Request. Determine how many lines in the entries below contain the string "concrete", treating uppercase and lowercase letters as distinct. Give only the number.

Data provided.
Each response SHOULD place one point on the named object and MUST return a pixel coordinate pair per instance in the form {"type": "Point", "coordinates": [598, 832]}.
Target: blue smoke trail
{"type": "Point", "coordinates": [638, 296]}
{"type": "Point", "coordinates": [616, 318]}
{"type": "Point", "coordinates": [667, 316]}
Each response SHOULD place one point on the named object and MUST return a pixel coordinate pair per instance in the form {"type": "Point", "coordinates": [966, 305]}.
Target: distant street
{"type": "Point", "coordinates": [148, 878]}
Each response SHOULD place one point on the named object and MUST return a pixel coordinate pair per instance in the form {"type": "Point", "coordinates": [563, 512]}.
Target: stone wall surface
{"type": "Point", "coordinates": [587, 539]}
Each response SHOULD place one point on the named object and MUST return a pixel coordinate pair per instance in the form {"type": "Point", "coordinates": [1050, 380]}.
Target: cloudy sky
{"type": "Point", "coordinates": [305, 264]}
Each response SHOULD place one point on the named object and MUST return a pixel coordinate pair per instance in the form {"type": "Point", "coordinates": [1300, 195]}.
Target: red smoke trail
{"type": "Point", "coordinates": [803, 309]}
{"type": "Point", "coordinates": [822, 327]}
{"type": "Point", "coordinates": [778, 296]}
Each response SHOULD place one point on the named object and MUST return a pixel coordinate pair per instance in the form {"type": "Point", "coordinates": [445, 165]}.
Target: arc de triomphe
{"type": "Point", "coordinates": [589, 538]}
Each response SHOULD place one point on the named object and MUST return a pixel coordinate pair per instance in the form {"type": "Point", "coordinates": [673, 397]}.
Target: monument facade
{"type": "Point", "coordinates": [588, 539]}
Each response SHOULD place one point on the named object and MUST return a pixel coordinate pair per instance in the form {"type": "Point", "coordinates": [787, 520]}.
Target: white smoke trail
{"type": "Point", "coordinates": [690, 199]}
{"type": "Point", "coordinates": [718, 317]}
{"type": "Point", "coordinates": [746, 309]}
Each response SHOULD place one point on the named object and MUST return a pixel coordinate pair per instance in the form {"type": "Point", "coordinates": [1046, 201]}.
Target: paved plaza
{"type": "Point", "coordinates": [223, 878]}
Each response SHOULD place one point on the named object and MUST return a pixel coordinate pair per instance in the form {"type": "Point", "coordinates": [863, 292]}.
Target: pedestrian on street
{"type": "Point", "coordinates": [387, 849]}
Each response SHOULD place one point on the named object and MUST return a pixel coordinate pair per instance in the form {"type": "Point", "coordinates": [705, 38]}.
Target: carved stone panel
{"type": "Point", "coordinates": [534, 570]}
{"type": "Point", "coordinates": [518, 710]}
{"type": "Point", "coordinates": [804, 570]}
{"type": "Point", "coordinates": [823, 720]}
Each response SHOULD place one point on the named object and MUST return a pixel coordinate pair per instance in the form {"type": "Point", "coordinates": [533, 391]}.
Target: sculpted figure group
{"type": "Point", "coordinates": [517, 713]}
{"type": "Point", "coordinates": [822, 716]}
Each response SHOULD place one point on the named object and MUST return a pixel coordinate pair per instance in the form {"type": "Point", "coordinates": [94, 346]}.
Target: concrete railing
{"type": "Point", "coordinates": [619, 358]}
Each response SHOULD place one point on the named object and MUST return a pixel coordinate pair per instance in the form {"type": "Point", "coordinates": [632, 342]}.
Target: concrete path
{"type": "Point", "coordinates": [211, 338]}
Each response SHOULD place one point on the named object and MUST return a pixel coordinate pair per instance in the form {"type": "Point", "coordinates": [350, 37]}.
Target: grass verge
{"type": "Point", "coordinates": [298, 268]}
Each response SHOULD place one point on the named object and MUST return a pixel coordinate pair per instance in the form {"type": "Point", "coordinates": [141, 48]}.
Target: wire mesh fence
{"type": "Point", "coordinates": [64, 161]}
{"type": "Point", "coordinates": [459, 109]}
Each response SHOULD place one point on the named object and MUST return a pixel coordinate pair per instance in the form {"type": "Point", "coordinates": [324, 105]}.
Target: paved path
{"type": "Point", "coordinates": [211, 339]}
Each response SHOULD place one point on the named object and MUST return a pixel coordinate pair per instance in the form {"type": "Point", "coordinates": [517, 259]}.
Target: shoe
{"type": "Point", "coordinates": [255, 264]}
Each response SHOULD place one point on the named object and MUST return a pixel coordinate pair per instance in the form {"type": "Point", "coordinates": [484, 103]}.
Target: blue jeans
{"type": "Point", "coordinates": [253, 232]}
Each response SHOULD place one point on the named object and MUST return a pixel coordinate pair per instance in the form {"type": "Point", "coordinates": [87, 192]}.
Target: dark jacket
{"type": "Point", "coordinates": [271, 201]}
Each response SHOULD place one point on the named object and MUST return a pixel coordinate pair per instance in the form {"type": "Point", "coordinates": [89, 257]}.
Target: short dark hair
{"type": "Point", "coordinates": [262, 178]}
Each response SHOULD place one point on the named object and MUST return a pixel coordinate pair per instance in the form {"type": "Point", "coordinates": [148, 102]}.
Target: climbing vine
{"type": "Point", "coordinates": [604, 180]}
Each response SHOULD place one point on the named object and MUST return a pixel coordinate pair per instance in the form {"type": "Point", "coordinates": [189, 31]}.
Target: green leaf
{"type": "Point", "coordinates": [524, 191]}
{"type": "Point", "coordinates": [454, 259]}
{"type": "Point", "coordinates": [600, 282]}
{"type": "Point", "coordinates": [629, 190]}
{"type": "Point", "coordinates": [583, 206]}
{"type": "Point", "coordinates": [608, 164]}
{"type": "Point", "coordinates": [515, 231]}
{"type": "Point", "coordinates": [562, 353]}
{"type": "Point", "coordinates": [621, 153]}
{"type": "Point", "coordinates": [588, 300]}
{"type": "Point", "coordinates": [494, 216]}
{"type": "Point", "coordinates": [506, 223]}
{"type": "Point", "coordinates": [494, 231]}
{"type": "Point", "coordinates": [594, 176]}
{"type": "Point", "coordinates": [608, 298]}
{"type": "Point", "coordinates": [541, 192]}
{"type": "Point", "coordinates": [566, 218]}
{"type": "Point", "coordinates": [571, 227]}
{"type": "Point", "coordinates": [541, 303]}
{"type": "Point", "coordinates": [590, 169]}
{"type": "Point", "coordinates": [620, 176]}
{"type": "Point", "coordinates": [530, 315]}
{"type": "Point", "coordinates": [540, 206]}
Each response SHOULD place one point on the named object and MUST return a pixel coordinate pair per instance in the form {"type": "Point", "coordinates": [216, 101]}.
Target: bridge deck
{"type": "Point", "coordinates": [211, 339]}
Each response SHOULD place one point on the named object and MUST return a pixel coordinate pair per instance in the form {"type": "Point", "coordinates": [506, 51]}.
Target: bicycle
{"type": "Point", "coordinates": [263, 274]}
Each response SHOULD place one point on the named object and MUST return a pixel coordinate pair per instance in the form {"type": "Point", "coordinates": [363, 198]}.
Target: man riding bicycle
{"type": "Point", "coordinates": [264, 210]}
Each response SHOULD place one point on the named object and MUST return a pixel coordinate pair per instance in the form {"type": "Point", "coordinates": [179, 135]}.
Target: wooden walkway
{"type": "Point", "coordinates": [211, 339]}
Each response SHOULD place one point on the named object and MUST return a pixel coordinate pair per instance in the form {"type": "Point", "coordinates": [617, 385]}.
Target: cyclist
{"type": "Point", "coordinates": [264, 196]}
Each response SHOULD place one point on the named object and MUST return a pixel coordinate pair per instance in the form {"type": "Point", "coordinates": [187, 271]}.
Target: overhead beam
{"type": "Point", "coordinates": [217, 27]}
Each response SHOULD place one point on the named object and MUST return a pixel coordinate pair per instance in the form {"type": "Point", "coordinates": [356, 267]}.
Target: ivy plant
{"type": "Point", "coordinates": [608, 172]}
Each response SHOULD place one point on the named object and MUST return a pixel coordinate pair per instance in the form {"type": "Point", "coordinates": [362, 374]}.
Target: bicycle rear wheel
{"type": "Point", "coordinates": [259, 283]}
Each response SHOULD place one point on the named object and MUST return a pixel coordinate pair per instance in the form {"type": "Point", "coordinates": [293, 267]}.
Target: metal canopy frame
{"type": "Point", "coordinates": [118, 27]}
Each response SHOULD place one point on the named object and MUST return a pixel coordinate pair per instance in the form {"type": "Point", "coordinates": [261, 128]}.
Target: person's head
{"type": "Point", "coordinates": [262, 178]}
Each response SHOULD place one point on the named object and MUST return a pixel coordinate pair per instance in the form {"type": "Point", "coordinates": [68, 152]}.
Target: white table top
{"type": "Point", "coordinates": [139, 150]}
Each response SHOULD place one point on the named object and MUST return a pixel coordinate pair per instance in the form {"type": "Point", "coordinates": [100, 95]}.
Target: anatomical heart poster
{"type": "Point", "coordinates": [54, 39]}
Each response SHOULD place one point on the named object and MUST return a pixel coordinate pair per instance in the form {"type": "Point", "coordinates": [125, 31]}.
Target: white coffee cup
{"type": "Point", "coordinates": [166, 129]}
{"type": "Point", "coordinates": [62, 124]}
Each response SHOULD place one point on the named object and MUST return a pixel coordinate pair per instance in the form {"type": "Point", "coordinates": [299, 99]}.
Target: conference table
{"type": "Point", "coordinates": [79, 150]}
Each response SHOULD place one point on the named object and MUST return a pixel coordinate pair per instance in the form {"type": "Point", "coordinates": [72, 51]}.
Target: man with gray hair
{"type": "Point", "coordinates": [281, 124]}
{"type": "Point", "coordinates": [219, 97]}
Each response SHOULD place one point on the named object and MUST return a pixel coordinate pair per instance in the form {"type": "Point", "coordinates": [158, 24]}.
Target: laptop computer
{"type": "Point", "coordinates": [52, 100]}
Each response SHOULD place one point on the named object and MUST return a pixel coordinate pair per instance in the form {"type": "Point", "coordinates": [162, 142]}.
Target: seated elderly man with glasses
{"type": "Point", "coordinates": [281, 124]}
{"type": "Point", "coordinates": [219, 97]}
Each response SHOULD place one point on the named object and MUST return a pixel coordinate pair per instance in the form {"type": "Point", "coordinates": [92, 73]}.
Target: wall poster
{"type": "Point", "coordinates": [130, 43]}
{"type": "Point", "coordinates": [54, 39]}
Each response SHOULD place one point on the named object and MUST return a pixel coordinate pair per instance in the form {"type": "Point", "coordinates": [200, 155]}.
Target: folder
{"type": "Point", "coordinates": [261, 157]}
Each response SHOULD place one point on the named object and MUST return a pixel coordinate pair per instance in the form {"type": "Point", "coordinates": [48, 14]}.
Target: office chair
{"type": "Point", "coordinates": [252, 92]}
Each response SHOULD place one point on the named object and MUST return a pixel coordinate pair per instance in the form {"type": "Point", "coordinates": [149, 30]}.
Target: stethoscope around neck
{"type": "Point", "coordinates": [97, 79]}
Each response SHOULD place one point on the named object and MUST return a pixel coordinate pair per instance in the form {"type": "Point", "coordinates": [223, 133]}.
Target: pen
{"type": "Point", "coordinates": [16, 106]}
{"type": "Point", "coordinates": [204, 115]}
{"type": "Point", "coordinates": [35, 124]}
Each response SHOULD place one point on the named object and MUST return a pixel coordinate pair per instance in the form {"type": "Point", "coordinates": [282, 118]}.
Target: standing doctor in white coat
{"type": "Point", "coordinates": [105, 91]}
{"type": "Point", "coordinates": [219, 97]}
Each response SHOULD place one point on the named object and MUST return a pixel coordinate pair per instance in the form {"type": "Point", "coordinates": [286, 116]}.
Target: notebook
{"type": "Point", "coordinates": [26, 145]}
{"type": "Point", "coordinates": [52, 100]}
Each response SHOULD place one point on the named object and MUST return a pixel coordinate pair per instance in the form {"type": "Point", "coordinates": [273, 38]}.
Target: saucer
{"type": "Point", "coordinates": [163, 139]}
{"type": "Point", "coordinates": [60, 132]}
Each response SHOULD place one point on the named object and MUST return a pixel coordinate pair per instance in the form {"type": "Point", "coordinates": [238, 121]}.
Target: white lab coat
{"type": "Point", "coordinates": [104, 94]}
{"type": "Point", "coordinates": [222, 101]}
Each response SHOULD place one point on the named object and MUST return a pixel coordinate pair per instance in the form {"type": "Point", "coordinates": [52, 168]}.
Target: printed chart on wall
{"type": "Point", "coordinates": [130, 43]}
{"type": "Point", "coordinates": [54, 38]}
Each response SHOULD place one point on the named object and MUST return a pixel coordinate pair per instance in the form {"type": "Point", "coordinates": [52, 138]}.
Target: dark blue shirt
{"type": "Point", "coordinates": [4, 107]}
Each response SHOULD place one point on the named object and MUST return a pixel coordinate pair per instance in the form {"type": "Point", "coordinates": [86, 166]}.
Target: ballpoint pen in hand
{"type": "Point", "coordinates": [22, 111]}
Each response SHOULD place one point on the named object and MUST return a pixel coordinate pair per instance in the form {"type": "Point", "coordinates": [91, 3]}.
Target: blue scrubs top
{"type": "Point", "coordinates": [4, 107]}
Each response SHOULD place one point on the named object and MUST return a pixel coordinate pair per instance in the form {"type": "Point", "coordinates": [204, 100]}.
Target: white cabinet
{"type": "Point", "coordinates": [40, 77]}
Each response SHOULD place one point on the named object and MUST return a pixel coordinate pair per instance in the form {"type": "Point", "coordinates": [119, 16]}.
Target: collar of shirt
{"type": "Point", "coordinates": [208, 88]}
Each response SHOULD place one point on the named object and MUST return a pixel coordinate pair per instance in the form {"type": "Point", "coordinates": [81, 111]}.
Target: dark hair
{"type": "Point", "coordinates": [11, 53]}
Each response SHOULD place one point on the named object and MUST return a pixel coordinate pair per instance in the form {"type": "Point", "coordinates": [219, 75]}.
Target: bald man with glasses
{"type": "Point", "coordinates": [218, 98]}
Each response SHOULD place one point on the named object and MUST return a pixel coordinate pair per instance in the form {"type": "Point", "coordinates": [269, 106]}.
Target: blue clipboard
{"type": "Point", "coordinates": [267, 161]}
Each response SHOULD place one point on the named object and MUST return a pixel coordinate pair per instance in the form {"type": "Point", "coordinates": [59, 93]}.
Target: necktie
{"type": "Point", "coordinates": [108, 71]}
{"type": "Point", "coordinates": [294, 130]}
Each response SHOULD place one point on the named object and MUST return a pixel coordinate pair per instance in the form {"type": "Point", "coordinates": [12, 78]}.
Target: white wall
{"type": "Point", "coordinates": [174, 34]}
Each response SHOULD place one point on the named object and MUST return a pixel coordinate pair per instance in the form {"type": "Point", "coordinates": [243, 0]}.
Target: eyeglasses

Exercise result. 2